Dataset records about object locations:
----

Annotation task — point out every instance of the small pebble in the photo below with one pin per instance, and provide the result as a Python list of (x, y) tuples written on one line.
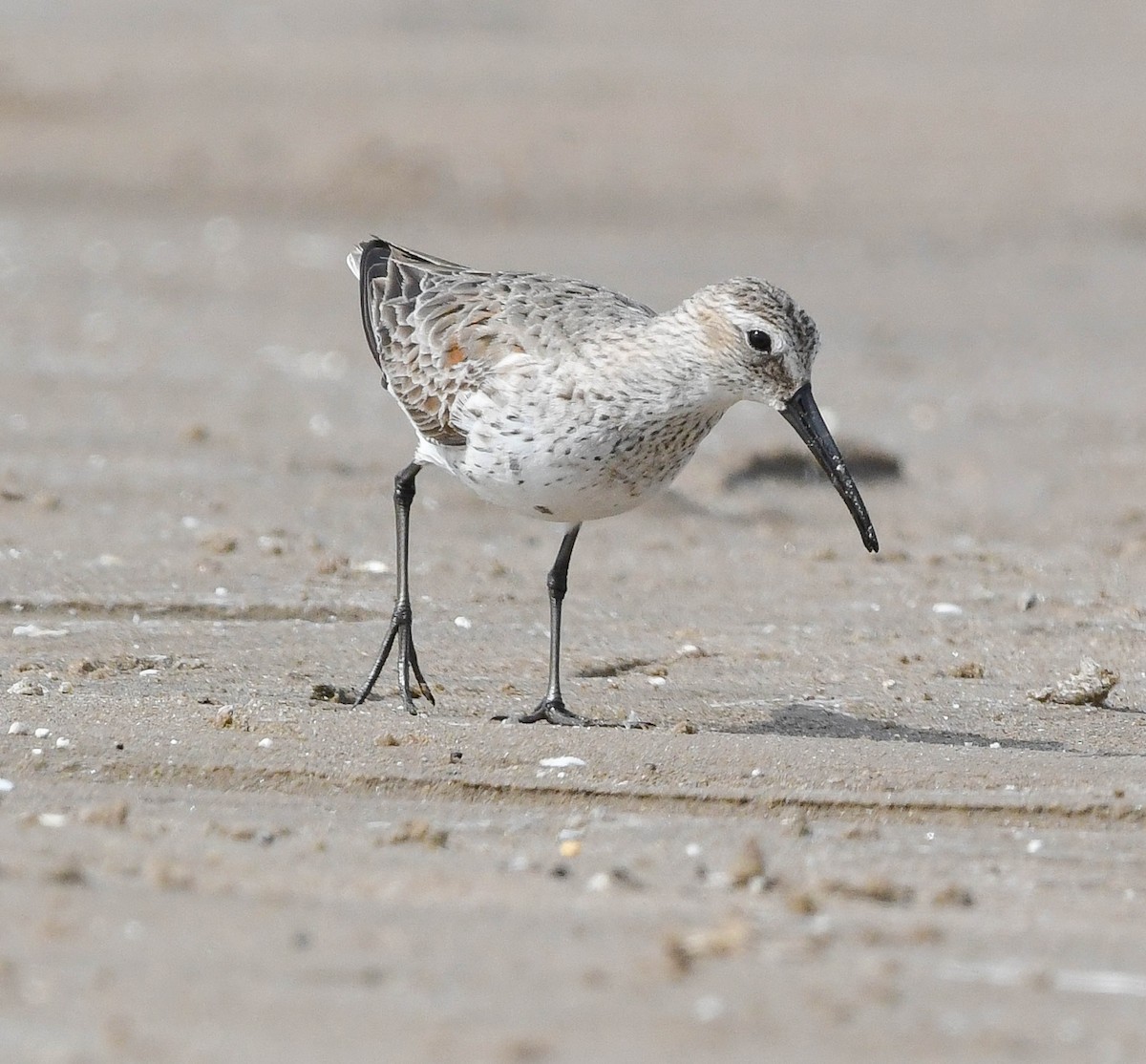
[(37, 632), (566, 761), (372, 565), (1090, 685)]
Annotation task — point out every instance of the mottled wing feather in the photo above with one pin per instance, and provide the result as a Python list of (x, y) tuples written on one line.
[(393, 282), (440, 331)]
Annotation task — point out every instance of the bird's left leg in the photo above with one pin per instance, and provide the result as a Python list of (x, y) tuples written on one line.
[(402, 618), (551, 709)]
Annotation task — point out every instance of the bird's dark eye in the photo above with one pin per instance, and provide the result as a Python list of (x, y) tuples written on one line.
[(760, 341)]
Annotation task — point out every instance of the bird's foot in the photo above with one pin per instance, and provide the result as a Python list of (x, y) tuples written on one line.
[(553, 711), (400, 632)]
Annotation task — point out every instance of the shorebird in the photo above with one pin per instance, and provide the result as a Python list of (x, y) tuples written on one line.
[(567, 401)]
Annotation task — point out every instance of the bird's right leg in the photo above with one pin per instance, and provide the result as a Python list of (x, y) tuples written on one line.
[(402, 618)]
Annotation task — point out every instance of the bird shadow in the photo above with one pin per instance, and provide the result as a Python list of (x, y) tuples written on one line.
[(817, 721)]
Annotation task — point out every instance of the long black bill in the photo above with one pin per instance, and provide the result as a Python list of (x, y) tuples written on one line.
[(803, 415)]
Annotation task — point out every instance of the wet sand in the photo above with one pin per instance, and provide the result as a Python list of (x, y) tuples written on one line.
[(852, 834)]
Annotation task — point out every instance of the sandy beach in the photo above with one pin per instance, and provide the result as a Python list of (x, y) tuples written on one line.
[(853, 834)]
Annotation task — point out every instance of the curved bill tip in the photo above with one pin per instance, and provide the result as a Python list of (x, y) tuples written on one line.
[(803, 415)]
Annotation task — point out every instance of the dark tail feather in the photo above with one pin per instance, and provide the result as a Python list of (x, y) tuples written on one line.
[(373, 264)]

----

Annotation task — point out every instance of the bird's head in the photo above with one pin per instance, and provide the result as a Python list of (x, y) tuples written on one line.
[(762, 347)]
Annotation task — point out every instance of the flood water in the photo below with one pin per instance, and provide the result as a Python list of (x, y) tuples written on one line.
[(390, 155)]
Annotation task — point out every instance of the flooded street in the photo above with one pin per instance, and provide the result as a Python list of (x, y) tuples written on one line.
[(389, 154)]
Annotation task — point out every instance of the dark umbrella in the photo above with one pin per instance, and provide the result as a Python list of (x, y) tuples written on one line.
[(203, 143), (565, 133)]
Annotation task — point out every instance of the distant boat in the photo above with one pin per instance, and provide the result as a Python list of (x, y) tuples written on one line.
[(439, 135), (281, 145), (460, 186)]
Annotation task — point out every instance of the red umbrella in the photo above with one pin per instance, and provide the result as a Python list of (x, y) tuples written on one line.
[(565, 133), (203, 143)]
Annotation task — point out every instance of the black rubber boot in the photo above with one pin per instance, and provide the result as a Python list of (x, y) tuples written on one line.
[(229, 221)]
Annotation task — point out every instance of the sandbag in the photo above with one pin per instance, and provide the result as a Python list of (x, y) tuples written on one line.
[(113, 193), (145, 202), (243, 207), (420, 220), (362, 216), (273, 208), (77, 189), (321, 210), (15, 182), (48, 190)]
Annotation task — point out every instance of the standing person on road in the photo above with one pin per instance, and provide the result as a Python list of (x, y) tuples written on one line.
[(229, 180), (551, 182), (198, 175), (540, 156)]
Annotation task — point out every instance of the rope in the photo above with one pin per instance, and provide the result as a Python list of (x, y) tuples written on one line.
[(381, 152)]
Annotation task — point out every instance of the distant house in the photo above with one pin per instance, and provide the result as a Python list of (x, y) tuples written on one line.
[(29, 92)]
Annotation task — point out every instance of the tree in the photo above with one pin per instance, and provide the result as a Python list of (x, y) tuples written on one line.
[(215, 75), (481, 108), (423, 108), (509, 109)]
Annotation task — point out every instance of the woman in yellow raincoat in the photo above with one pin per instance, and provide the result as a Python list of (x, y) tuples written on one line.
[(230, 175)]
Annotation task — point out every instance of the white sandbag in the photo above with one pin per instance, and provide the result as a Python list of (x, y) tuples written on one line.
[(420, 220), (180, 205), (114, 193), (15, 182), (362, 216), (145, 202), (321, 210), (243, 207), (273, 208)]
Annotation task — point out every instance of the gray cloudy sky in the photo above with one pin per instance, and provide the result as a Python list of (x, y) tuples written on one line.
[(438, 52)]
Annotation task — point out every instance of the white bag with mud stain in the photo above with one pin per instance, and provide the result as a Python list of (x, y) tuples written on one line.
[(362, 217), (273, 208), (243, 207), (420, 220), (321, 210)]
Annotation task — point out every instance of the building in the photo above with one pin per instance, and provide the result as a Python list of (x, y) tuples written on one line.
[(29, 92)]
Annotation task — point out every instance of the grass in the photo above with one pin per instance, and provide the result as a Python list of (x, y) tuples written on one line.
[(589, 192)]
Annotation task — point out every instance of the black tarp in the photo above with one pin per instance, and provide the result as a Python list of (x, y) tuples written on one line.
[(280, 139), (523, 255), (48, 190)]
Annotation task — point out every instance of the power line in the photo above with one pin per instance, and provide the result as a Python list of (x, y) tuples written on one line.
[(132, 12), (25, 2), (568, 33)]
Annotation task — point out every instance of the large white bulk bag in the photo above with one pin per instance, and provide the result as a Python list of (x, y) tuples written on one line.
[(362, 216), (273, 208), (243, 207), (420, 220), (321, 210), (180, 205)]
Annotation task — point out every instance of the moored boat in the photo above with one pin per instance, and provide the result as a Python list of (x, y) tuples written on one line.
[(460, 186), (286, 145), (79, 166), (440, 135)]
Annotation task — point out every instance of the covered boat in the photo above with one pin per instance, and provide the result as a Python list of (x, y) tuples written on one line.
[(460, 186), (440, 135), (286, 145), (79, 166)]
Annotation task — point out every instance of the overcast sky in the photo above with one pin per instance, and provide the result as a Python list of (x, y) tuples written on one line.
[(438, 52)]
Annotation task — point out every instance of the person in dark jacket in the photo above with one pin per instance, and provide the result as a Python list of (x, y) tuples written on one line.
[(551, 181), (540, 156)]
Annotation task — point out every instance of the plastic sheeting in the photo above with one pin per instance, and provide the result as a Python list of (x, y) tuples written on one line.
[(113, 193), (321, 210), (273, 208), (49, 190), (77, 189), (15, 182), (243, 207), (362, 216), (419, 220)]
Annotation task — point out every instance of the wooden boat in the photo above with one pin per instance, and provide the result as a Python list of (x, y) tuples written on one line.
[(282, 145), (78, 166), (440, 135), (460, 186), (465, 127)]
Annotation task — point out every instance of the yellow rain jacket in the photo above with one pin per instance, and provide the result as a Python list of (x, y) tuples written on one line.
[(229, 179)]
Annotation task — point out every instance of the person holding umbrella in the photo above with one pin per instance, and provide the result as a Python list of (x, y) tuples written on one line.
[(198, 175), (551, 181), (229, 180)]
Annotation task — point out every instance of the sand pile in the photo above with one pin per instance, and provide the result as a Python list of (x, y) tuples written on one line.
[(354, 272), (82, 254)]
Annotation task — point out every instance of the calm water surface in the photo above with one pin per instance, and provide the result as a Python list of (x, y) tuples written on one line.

----

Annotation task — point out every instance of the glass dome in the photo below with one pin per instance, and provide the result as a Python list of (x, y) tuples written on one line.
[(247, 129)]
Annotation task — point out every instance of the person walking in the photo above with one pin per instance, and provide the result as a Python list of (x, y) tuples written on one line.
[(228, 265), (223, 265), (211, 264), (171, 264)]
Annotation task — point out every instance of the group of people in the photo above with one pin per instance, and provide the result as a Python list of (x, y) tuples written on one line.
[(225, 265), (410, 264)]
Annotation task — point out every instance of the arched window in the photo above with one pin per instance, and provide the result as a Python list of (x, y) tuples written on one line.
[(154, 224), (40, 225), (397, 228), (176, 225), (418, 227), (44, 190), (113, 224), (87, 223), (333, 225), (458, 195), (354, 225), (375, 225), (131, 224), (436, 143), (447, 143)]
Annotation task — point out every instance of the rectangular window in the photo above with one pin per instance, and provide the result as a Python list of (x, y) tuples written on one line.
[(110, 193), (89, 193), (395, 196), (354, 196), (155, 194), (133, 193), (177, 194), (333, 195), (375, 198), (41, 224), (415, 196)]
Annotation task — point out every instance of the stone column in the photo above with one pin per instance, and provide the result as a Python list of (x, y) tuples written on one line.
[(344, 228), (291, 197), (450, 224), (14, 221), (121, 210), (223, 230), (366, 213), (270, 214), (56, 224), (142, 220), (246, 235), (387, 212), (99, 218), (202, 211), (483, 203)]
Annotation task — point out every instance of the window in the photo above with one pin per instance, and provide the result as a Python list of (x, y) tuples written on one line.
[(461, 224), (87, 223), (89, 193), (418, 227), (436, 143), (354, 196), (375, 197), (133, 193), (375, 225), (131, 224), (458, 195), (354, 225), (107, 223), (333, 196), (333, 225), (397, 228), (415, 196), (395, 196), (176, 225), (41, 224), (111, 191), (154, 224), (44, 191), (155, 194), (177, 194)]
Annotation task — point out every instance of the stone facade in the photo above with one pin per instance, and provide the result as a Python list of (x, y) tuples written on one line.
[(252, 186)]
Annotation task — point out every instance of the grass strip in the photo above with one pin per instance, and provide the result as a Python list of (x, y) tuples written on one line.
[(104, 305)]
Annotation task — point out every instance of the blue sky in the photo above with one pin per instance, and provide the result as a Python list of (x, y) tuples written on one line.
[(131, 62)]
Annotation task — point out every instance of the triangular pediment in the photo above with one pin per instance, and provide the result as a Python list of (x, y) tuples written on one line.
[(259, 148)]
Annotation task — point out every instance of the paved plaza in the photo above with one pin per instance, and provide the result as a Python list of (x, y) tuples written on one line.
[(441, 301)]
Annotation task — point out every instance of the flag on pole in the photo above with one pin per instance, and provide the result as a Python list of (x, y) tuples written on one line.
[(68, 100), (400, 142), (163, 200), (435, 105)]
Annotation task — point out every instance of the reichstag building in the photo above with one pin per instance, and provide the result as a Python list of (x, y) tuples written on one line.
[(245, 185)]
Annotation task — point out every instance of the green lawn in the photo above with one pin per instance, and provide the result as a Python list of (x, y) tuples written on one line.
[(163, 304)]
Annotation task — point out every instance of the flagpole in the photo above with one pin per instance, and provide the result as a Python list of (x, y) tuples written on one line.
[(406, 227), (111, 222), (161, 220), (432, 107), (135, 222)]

----

Challenge
Rewrite the material starting with the line containing "Annotation task — point out every instance of the power" and going on through the line containing "[(132, 12), (25, 2), (568, 33)]" as a two-column CSV with the headers text and answer. Put the wording in text and its coordinate list in answer, with each field quoted and any line breaks turned into spaces.

Correct output
text,answer
"Annotation task — point out every instance of the power line in the photo above with one pin per instance, and provide the result as a Python list of (x, y) tuples written on one line.","[(132, 12), (25, 2), (568, 33)]"